In 2020 the American Academy of Arts and Sciences published the report of its Commission on the Practice of Democratic Citizenship.

The report is a useful example of how the liberal U.S. establishment views the state of the political system and for the kind of ideas it generates for institutional reforms. A set of self-appointed reformers, highly credentialed by the establishment, functions as the tribunes of the people. The report is ostensibly based on “listening sessions” held with various groups in the U.S., but of course the entire exercise is controlled from beginning to end by elite actors and it is completely up to the commission members to select the makeup of the groups “listened to” and to channel their “input” into the a set of recommendations. In fact, regarding the makeup of the groups in the “listening sessions”, the report specifically asserts that “[t]he intent of this strategy was not to collect a statistically representative sample, but to cast a wide net and surface the personal experiences, frustrations, and acts of engagement of a diverse array of Americans”.

The Commission on the Practice of Democratic Citizenship was established in the spring of 2018 at the initiative of then Academy President Jonathan Fanton and Stephen D. Bechtel, Jr., Chair of the S. D. Bechtel, Jr. Foundation. Mr. Bechtel challenged the Academy to consider what it means to be a good citizen in the twenty-first century, and to ask how all of us might obtain the values, knowledge, and skills to become still better citizens. Since 1780, projects that work to bolster American citizens’ understanding of and engagement with the institutions of their government have been a hallmark of the Academy’s work.

The background for the commission’s work is a grim picture of disintegration of social cohesion and distrust in institutions. As is standard practice, the real-world causes of this situation are left unclear. Abstract economic issues like inequality and mobility are mentioned, and it is asserted (citing Gilens and Page) that “[c]ongressional priorities, studies have shown, now align with the preferences of the most affluent”. However, real-life, specific outcomes of those “congressional priorities”, such as food insecurity, lack of medical care, indebtedness, declining life spans, or incarceration rates are not discussed.

| What is needed |
Retype the part of the text on the democratic citizenship report from "The background for" to "are not discussed.", changing nothing.

| Source material |
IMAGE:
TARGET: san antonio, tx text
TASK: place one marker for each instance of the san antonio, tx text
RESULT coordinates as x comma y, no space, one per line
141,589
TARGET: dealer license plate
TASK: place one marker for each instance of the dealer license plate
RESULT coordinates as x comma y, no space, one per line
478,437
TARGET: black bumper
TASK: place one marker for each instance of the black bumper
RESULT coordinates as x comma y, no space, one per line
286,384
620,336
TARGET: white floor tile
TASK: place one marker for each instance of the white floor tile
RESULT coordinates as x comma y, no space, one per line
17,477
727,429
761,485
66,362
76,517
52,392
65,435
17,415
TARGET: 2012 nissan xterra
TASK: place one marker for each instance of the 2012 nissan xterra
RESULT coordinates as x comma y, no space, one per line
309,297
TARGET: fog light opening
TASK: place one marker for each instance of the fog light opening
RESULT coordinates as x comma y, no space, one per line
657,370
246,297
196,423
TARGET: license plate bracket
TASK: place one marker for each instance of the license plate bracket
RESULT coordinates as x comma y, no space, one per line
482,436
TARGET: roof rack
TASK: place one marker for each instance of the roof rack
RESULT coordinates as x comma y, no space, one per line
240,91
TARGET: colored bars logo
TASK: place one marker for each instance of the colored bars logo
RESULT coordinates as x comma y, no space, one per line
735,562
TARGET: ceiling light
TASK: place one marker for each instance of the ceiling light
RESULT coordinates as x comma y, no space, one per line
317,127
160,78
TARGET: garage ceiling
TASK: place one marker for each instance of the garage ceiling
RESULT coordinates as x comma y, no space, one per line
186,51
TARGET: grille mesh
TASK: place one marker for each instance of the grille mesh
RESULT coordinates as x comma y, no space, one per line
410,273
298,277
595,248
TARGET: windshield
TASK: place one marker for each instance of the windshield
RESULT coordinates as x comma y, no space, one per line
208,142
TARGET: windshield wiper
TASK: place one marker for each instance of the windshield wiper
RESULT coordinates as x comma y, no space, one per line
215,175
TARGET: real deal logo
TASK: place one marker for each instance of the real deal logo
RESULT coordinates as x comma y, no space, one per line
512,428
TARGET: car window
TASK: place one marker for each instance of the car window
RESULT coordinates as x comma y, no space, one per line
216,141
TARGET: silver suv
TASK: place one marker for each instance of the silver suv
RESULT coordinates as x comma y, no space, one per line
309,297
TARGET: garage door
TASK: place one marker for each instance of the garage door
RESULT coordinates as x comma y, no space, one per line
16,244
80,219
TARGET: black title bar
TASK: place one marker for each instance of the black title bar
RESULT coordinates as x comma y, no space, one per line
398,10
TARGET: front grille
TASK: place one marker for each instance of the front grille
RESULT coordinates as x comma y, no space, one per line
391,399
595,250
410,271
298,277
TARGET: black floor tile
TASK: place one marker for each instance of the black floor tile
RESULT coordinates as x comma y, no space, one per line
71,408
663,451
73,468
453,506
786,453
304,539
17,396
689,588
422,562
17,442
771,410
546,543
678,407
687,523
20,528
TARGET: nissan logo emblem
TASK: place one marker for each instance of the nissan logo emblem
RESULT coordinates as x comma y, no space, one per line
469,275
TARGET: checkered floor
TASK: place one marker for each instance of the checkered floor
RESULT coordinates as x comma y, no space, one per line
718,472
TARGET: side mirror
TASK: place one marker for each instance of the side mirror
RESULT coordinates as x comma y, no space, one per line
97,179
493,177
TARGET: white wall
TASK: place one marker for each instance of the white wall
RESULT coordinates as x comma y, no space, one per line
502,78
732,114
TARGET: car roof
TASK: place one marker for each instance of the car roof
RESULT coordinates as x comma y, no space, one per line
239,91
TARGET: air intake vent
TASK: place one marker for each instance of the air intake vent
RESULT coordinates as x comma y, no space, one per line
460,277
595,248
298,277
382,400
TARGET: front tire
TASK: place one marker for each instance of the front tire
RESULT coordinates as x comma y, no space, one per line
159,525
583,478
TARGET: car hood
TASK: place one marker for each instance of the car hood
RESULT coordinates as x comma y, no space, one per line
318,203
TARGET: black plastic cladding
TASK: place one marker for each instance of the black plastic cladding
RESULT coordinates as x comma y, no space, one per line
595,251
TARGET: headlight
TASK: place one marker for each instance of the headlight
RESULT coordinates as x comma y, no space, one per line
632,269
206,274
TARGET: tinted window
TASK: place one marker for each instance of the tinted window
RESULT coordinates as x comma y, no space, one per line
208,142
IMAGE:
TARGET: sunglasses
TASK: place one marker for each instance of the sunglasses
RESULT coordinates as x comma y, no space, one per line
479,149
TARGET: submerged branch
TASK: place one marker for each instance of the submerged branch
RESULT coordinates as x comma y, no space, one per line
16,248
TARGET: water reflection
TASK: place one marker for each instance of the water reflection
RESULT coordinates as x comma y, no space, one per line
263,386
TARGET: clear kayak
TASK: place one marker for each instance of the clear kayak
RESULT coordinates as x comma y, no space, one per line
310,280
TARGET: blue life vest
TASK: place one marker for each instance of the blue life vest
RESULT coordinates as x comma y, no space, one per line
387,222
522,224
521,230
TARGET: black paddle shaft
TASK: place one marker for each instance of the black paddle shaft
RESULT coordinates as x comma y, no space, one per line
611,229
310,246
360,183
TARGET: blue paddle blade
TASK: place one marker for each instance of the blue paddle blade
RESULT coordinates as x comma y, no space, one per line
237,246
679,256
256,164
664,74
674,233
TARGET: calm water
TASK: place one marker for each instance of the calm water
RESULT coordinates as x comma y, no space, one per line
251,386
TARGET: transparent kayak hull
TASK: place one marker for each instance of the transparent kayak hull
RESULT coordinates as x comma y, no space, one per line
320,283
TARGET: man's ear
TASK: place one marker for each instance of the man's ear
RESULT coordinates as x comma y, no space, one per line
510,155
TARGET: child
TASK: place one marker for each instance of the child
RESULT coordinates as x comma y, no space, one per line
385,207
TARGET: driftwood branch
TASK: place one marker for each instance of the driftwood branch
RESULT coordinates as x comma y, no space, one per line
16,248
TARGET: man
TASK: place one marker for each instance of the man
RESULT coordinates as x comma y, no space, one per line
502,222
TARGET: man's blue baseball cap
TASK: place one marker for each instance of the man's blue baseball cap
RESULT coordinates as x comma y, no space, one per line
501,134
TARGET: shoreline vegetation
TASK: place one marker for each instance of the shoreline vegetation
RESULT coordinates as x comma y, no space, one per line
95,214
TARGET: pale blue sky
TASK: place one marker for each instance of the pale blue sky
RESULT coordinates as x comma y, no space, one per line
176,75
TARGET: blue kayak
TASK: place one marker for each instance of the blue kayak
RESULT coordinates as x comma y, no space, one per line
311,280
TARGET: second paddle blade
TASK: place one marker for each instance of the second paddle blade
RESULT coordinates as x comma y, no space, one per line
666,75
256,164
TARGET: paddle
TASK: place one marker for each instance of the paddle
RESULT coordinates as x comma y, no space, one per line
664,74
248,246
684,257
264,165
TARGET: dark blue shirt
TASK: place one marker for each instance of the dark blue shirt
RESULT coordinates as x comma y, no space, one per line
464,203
---
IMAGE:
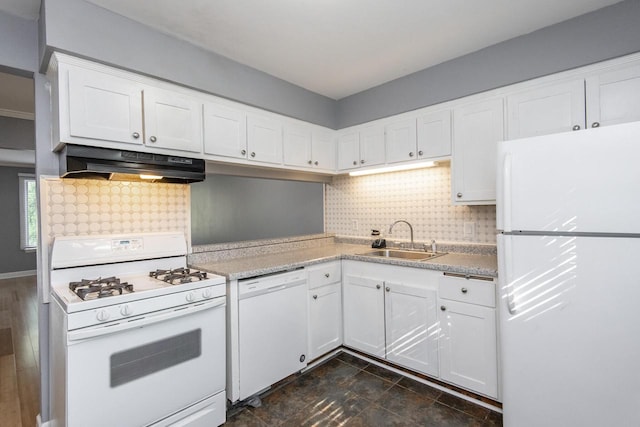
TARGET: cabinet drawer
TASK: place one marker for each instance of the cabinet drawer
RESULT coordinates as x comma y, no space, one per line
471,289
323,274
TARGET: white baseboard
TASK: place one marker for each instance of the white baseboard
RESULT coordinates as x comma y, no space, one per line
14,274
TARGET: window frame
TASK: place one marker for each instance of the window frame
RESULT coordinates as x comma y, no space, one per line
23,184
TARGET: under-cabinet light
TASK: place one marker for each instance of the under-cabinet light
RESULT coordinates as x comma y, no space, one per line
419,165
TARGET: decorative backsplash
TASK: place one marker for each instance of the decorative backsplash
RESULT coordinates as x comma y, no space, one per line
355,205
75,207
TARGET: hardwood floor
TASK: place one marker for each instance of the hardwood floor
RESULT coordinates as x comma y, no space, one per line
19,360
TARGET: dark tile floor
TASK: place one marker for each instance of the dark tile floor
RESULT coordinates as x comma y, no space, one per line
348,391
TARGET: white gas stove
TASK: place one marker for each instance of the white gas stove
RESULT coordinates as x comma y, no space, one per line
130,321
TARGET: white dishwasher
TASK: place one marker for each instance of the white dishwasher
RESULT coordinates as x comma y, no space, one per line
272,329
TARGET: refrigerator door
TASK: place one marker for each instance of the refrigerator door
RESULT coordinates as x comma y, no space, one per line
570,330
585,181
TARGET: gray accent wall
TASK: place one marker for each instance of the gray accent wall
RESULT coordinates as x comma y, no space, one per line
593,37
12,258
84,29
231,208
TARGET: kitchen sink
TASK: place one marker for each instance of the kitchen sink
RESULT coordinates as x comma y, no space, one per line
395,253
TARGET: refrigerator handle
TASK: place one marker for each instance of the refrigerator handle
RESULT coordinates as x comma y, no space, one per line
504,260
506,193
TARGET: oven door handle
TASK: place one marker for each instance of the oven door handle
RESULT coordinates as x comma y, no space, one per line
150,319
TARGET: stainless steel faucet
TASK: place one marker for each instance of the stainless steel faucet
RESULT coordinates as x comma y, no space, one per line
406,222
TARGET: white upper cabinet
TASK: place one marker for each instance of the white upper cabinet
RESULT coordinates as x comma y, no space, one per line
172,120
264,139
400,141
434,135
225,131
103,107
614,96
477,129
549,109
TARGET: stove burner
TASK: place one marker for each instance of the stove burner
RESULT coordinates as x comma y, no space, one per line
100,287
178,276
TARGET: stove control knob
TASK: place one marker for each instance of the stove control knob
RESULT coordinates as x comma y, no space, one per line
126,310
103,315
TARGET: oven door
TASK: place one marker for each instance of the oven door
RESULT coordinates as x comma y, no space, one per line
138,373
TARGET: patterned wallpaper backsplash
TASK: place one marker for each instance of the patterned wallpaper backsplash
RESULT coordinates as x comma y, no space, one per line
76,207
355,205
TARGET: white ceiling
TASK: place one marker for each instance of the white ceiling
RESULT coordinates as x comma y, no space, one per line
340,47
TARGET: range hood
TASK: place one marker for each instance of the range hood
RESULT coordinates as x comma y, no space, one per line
--
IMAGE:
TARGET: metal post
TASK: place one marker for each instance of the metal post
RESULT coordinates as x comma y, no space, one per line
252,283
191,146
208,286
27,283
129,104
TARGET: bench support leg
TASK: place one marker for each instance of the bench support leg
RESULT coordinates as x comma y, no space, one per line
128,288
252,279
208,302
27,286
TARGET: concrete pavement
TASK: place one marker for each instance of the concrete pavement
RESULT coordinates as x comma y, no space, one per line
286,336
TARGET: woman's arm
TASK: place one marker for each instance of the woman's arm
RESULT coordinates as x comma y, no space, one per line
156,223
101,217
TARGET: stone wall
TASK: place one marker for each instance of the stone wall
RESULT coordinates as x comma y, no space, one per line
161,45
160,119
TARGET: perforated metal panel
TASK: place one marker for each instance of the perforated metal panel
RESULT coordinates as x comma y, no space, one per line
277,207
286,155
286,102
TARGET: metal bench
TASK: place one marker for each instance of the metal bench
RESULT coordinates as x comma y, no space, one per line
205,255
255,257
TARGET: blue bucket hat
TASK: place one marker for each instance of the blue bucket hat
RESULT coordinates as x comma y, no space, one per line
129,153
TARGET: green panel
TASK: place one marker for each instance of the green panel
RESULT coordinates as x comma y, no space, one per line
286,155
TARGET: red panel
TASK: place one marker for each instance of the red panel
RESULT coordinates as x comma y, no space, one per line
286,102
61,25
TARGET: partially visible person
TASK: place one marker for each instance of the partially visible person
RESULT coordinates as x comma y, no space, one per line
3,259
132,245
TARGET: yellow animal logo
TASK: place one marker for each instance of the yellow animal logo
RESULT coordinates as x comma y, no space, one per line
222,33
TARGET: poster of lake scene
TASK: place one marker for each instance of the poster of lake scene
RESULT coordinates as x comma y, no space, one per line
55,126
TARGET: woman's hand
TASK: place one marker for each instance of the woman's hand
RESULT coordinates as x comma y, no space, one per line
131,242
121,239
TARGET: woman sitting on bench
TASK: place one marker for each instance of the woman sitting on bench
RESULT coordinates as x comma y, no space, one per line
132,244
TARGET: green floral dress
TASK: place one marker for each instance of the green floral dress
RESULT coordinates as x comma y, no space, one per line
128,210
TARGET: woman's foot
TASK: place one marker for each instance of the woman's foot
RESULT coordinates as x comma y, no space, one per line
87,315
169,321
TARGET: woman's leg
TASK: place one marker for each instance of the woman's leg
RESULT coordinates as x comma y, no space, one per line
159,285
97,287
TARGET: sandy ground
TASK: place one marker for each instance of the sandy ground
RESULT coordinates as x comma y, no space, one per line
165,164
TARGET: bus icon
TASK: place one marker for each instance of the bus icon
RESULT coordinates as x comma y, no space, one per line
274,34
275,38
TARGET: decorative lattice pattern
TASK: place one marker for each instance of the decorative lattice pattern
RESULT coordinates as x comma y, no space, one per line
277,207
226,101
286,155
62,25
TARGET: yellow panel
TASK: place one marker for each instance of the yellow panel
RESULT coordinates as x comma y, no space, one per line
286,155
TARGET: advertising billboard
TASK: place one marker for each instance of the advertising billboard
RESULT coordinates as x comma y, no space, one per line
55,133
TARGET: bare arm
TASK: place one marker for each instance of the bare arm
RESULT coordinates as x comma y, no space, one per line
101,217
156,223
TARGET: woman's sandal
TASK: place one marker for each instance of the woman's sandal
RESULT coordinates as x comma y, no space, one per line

| Answer for the task |
The background for the commission’s work is a grim picture of disintegration of social cohesion and distrust in institutions. As is standard practice, the real-world causes of this situation are left unclear. Abstract economic issues like inequality and mobility are mentioned, and it is asserted (citing Gilens and Page) that “[c]ongressional priorities, studies have shown, now align with the preferences of the most affluent”. However, real-life, specific outcomes of those “congressional priorities”, such as food insecurity, lack of medical care, indebtedness, declining life spans, or incarceration rates are not discussed.